* _Directions for this task_
Identify every line in the items that contains the word "wall", and copy each of those lines.

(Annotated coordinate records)
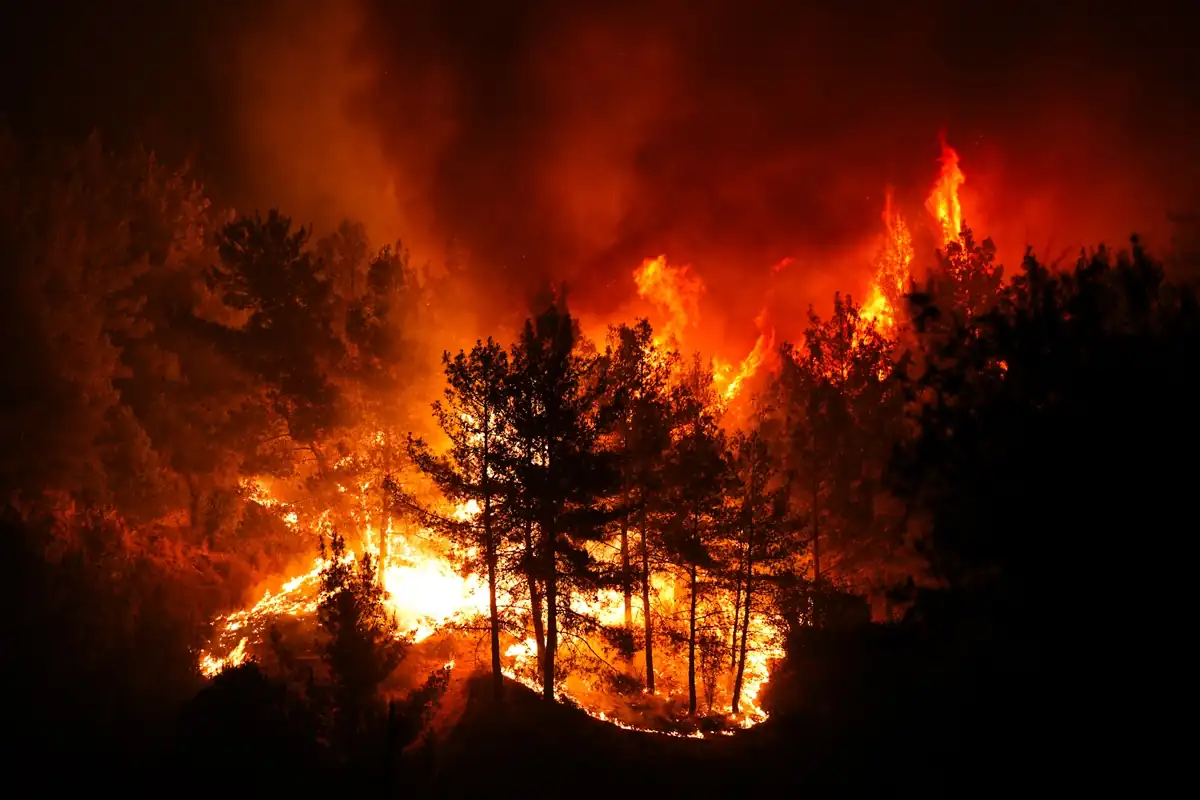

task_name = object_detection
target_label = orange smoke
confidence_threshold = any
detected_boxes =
[925,138,967,246]
[634,255,704,342]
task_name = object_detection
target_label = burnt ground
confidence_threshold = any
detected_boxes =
[408,678,1032,798]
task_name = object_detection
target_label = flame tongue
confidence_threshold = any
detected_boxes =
[925,138,967,246]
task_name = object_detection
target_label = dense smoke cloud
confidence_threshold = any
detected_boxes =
[343,1,1196,343]
[11,0,1200,350]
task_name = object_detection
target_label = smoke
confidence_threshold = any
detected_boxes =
[216,0,1200,351]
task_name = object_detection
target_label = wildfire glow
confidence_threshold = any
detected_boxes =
[634,255,704,342]
[925,139,967,245]
[199,474,782,736]
[860,192,913,336]
[713,309,775,402]
[199,140,966,736]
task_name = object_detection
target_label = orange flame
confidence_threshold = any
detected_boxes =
[713,308,775,403]
[860,192,913,336]
[198,472,782,736]
[634,255,704,342]
[925,138,967,245]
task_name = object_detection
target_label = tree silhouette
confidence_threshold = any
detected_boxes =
[409,339,509,699]
[730,428,788,714]
[665,355,724,715]
[318,531,404,748]
[510,302,617,699]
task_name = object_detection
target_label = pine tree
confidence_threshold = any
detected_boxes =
[666,355,728,715]
[605,320,678,676]
[318,530,404,747]
[409,339,509,699]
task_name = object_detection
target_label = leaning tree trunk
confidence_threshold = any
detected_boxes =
[731,559,754,714]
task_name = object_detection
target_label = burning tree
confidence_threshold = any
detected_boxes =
[664,356,737,715]
[605,320,678,693]
[409,339,511,698]
[730,428,791,715]
[318,531,404,747]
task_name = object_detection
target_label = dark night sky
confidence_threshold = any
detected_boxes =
[0,0,1200,347]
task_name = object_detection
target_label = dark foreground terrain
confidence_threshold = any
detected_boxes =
[18,626,1061,798]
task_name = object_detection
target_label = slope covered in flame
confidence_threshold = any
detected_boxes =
[199,474,782,727]
[199,136,965,727]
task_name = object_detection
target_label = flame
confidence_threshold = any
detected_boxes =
[859,192,913,336]
[925,138,967,246]
[198,472,782,736]
[634,255,704,344]
[713,308,775,403]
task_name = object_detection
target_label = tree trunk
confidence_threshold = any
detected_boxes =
[484,503,504,700]
[809,462,821,627]
[541,523,558,700]
[730,559,745,669]
[812,469,821,583]
[524,522,546,675]
[642,511,654,694]
[688,563,697,716]
[731,560,754,714]
[620,515,634,638]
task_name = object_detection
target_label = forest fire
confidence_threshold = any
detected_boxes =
[200,134,965,727]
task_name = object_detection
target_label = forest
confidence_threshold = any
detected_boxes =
[0,136,1200,796]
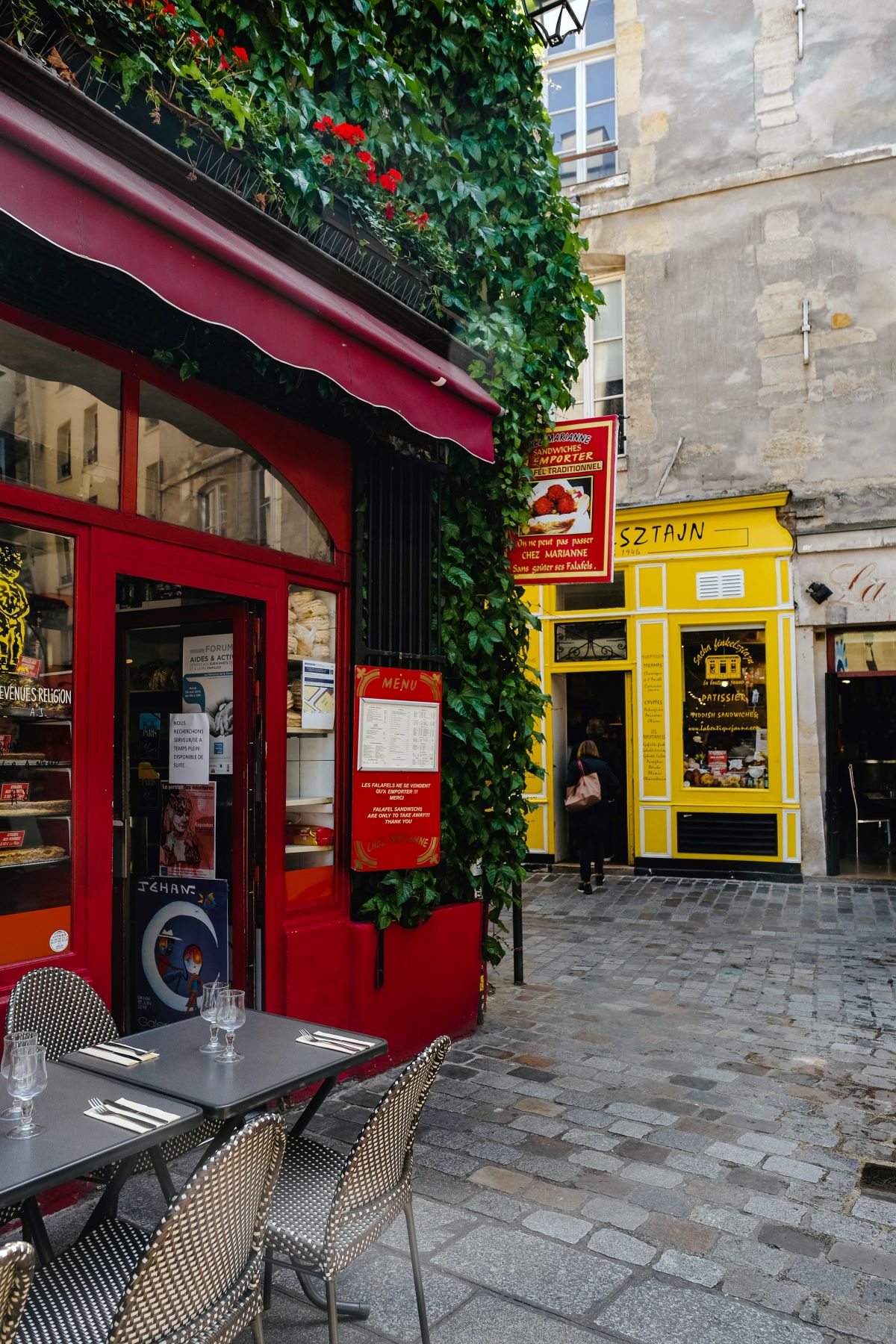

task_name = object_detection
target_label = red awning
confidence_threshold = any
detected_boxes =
[0,93,501,462]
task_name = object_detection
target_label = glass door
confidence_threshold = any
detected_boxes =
[114,588,264,1030]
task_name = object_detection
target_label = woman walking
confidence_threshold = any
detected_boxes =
[565,739,619,897]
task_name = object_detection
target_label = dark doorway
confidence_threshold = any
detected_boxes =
[567,672,630,864]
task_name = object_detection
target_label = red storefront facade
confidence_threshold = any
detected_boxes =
[0,47,498,1059]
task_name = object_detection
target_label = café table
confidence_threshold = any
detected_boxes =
[63,1009,388,1319]
[0,1063,203,1263]
[62,1009,388,1141]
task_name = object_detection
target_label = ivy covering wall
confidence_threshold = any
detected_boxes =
[8,0,600,957]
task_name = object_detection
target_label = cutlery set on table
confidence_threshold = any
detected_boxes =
[78,1040,158,1068]
[296,1028,371,1055]
[84,1097,183,1134]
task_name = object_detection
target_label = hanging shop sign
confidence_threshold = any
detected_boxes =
[131,871,230,1031]
[511,415,617,583]
[181,635,234,778]
[352,667,442,872]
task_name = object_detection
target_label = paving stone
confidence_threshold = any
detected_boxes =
[588,1227,657,1265]
[427,1293,617,1344]
[523,1208,594,1246]
[597,1281,822,1344]
[706,1144,762,1166]
[582,1195,649,1233]
[744,1195,806,1227]
[432,1226,632,1311]
[738,1130,797,1157]
[619,1163,684,1189]
[656,1251,726,1287]
[762,1154,825,1184]
[827,1242,896,1280]
[787,1258,859,1301]
[853,1195,896,1227]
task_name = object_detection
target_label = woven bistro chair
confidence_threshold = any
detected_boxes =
[264,1036,451,1344]
[16,1114,286,1344]
[0,1242,34,1344]
[8,966,220,1210]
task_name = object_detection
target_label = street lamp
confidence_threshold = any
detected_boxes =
[523,0,588,47]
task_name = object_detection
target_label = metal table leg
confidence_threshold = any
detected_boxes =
[22,1195,52,1265]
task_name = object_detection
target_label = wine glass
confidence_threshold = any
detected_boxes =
[215,989,246,1065]
[199,980,230,1055]
[7,1045,47,1139]
[0,1031,37,1119]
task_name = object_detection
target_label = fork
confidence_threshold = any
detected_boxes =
[87,1097,158,1134]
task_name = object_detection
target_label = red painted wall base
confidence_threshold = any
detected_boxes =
[286,903,482,1071]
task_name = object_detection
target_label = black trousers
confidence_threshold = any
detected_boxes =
[573,803,607,882]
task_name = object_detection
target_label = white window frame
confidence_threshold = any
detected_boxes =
[544,30,619,191]
[572,272,627,455]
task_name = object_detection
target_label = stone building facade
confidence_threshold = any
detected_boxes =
[545,0,896,874]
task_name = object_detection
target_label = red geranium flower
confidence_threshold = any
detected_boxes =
[333,121,367,145]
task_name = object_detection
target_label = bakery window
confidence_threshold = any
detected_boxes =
[681,626,768,789]
[0,524,75,965]
[137,383,333,561]
[0,321,121,508]
[284,583,337,900]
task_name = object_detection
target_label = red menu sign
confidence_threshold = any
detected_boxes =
[511,415,617,583]
[352,667,442,872]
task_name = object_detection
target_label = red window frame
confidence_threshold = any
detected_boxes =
[0,302,352,1011]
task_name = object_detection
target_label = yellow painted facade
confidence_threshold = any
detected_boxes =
[526,492,800,875]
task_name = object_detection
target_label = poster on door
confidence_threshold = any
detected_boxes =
[181,635,234,774]
[131,877,230,1031]
[352,667,442,872]
[511,415,618,583]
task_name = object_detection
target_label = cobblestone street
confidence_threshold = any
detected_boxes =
[40,872,896,1344]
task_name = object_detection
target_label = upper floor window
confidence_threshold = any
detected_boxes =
[545,0,617,187]
[563,276,625,452]
[137,383,333,561]
[0,321,121,508]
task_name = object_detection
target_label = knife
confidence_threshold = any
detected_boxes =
[84,1110,155,1134]
[102,1097,168,1129]
[78,1045,140,1068]
[296,1036,358,1055]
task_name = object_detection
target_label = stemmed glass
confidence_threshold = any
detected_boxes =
[199,980,230,1055]
[215,989,246,1065]
[7,1042,47,1139]
[0,1031,37,1119]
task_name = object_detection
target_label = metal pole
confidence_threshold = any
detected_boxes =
[513,882,523,985]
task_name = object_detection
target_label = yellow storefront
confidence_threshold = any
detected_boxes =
[526,492,800,879]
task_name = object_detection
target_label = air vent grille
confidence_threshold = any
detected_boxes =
[679,812,778,859]
[697,570,744,602]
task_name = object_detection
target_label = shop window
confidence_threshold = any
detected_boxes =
[137,383,333,561]
[284,585,336,902]
[0,321,121,508]
[572,277,625,453]
[0,524,74,965]
[681,626,768,789]
[553,621,627,662]
[556,574,626,612]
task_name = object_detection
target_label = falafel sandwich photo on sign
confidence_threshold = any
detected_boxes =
[511,415,618,583]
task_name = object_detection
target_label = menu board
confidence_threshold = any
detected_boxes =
[352,667,442,872]
[358,699,439,773]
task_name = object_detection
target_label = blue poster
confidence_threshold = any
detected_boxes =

* _Final result_
target_label = ivy covering wall
target_label = red painted wall base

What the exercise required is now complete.